◆ Provided passage:
The Outbreak of Civil War and War Communism (1918)
The Bolshevik seizure of power and the subsequent treaty sparked the Russian Civil War, pitting the Bolshevik “Reds” against a broad grouping of liberals, former tsarists, nationalists, and moderate socialists known as the “Whites,” as well as peasant armies known as the “Greens”. The Whites were supported by foreign powers, including Britain, France, Japan, and the USA, who sent forces to prevent the spread of Bolshevism until they withdrew by the end of 1919.
In order to support the Red Army during the civil war, Lenin introduced a new economic policy called War Communism. A Supreme Economic Council was formed to run the economy, private trade was banned, and money was replaced by state-organized rationing. The Decree on Nationalisation in the summer of 1918 made all large industries liable to nationalisation, bringing 37,000 businesses under state control by 1920. In the countryside, units of the Cheka were sent to violently seize surplus grain from the peasants to feed the workers, punishing those hoarding supplies harshly and leading peasants to produce less grain in resistance.
The Red Terror and Execution of the Romanovs (Summer 1918)
Lenin’s regime rapidly escalated its use of violence against opposition. After addressing a meeting of workers in August 1918, Lenin was shot in the neck and badly wounded by a Ukrainian Socialist Revolutionary named Fanya Kaplan. This assassination attempt prompted the Cheka to launch the Red Terror in the summer of 1918. The Cheka was particularly active in the countryside, where they faced fierce peasant resistance; Lenin explicitly supported this brutality, telegramming leaders in Penza to “Hang no fewer than a hundred well-known Kulaks… in full view of the people”. Official Cheka records put deaths between 1918 and 1920 at nearly 13,000, though other estimates suggest the real number was closer to 300,000. In July 1918, during the Civil War, the order was given to execute the former royal family, the Romanovs, in Ekaterinburg to prevent the White army from freeing them.


Civil War Victories and Foreign Interventions (1918–1920)
The Bolsheviks eventually won the Civil War largely due to geographical advantages and the leadership of Trotsky. The Communists dominated the heartland of Russia between Petrograd, Moscow, and Tsaritsyn, giving them a continuous territory of 60 million people, most of Russia’s railway network, and the ability to produce more munitions than the geographically dispersed White armies. When Trotsky was made Commissar for War in 1918, he restored strict hierarchical discipline, introduced conscription, brought back the death penalty for desertion, and forced thousands of former tsarist officers to train army units by holding their families hostage. Foreign conflict continued simultaneously; in Poland, Russian forces were halted outside Warsaw and forced to retreat, leading to an October 1920 armistice that confirmed Polish independence.
The Crisis of 1921 and the Kronstadt Rebellion (1921)

◆ Supplied information:
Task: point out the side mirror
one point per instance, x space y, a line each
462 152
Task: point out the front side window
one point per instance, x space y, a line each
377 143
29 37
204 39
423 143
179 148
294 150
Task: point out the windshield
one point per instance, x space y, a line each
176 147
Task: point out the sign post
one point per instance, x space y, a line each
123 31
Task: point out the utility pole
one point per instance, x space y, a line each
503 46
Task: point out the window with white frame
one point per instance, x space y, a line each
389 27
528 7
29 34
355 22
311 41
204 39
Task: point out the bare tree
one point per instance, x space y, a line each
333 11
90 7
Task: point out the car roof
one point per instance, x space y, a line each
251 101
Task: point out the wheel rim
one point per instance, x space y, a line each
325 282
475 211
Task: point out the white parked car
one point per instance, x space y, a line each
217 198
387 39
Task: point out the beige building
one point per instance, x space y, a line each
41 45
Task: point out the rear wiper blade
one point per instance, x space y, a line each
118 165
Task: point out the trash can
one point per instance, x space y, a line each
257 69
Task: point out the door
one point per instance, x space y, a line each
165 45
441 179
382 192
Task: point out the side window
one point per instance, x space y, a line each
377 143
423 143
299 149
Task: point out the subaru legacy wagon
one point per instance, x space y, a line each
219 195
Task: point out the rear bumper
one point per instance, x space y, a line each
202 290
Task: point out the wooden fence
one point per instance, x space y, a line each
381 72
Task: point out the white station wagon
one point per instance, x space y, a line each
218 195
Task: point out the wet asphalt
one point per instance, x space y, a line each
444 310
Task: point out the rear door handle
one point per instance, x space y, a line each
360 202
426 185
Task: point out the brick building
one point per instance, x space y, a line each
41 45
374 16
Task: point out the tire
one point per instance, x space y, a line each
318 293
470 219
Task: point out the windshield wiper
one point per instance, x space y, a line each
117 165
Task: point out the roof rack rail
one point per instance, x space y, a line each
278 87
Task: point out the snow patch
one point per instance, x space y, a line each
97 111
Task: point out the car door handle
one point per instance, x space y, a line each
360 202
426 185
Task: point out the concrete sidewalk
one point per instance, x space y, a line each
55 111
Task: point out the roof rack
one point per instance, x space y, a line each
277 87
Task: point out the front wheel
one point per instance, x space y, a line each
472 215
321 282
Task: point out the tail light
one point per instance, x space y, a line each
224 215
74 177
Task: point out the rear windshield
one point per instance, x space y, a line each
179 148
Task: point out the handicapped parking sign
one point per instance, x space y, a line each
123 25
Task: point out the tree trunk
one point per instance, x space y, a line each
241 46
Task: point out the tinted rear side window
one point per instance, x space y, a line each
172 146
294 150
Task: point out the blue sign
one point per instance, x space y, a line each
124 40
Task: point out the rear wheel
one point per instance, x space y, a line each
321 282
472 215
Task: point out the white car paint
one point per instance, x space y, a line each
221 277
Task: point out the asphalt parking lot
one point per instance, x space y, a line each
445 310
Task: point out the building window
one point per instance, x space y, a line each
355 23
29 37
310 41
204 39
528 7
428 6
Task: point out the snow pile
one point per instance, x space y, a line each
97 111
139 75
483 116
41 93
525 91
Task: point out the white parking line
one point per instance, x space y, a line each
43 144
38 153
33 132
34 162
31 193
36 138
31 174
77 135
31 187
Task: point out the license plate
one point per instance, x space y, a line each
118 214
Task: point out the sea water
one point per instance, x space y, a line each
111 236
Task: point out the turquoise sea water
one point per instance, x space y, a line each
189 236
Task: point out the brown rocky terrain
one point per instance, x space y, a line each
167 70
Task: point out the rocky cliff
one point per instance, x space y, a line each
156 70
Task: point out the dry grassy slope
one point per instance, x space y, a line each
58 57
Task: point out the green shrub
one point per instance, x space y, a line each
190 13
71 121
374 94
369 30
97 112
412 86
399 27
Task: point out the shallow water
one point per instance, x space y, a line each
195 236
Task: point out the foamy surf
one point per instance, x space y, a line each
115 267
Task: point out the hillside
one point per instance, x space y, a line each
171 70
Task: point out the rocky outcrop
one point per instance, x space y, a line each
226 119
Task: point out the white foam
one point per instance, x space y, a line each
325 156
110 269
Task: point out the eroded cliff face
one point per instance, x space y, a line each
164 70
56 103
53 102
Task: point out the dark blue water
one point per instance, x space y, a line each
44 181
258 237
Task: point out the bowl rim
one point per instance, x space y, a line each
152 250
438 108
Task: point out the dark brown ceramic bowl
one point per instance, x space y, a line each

◆ Exercise: From the passage on the Russian Civil War above, pull out the text starting at "In order to" up to and including "grain in resistance.", without altering a word.

◆ Written solution:
In order to support the Red Army during the civil war, Lenin introduced a new economic policy called War Communism. A Supreme Economic Council was formed to run the economy, private trade was banned, and money was replaced by state-organized rationing. The Decree on Nationalisation in the summer of 1918 made all large industries liable to nationalisation, bringing 37,000 businesses under state control by 1920. In the countryside, units of the Cheka were sent to violently seize surplus grain from the peasants to feed the workers, punishing those hoarding supplies harshly and leading peasants to produce less grain in resistance.